-- START OF Data extract --
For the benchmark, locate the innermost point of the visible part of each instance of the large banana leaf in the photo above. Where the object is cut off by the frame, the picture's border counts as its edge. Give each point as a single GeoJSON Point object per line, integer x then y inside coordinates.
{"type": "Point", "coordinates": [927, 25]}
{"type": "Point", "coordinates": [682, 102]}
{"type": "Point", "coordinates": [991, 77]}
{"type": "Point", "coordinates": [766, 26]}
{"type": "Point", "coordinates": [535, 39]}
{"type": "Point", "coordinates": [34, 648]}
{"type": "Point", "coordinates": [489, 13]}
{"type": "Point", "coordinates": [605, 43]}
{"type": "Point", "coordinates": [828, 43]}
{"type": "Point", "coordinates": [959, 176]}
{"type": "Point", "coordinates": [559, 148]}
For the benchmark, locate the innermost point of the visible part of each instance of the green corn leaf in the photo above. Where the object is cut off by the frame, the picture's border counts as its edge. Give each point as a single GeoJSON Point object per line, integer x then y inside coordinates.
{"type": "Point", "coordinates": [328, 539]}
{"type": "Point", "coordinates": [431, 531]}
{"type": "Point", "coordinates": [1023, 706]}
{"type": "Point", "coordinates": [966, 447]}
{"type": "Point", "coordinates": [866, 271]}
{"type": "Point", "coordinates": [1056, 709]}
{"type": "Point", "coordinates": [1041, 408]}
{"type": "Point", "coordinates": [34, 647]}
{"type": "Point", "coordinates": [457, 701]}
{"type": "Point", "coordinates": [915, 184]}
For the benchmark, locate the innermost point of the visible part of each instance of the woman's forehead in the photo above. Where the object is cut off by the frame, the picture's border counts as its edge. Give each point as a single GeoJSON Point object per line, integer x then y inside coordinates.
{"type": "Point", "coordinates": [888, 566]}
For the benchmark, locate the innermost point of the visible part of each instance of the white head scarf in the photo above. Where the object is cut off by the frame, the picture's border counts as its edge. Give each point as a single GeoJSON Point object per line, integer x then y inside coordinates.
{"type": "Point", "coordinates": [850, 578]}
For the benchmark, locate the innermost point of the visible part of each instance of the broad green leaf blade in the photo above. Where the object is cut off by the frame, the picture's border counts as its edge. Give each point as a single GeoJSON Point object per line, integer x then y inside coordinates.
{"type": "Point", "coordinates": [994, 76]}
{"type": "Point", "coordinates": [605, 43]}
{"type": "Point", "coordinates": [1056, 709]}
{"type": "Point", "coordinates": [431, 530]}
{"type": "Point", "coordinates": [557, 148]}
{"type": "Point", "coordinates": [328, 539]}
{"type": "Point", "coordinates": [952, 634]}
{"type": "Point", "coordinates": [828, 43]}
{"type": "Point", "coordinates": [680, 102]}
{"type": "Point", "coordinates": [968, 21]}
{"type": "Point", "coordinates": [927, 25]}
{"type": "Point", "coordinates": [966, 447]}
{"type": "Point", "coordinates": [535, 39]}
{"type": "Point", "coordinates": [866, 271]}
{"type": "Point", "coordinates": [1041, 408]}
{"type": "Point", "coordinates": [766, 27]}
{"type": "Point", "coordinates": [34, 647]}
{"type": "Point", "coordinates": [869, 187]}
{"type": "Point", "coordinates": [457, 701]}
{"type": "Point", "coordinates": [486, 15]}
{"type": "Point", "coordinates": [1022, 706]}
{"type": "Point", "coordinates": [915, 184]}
-- END OF Data extract --
Starting at the row containing "of the white" and ending at the last row, change "benchmark" to "evaluation" and leave everything else unchanged. Give back only those rows.

# [Result of the exercise]
For the evaluation, locate the innermost point of the visible part of each instance of the white head scarf in the photo above. Where the object is cut off by the frame, the picture's border counts as its edge. Give each point as a single GeoJSON Point object per line, integer x then y inside coordinates.
{"type": "Point", "coordinates": [850, 578]}
For the evaluation, locate the innermost point of the visible part of each instance of the broad green leaf blade in the photo above. Where the object is cut off by the frame, the picture's border counts as its edge. Give each point as a single GeoJSON Point object per line, integer x then y inside coordinates.
{"type": "Point", "coordinates": [994, 76]}
{"type": "Point", "coordinates": [605, 43]}
{"type": "Point", "coordinates": [1056, 709]}
{"type": "Point", "coordinates": [431, 530]}
{"type": "Point", "coordinates": [557, 148]}
{"type": "Point", "coordinates": [328, 539]}
{"type": "Point", "coordinates": [952, 634]}
{"type": "Point", "coordinates": [828, 43]}
{"type": "Point", "coordinates": [680, 102]}
{"type": "Point", "coordinates": [968, 21]}
{"type": "Point", "coordinates": [927, 25]}
{"type": "Point", "coordinates": [966, 447]}
{"type": "Point", "coordinates": [535, 39]}
{"type": "Point", "coordinates": [866, 271]}
{"type": "Point", "coordinates": [1041, 408]}
{"type": "Point", "coordinates": [766, 27]}
{"type": "Point", "coordinates": [34, 647]}
{"type": "Point", "coordinates": [869, 187]}
{"type": "Point", "coordinates": [457, 701]}
{"type": "Point", "coordinates": [486, 15]}
{"type": "Point", "coordinates": [1022, 706]}
{"type": "Point", "coordinates": [915, 184]}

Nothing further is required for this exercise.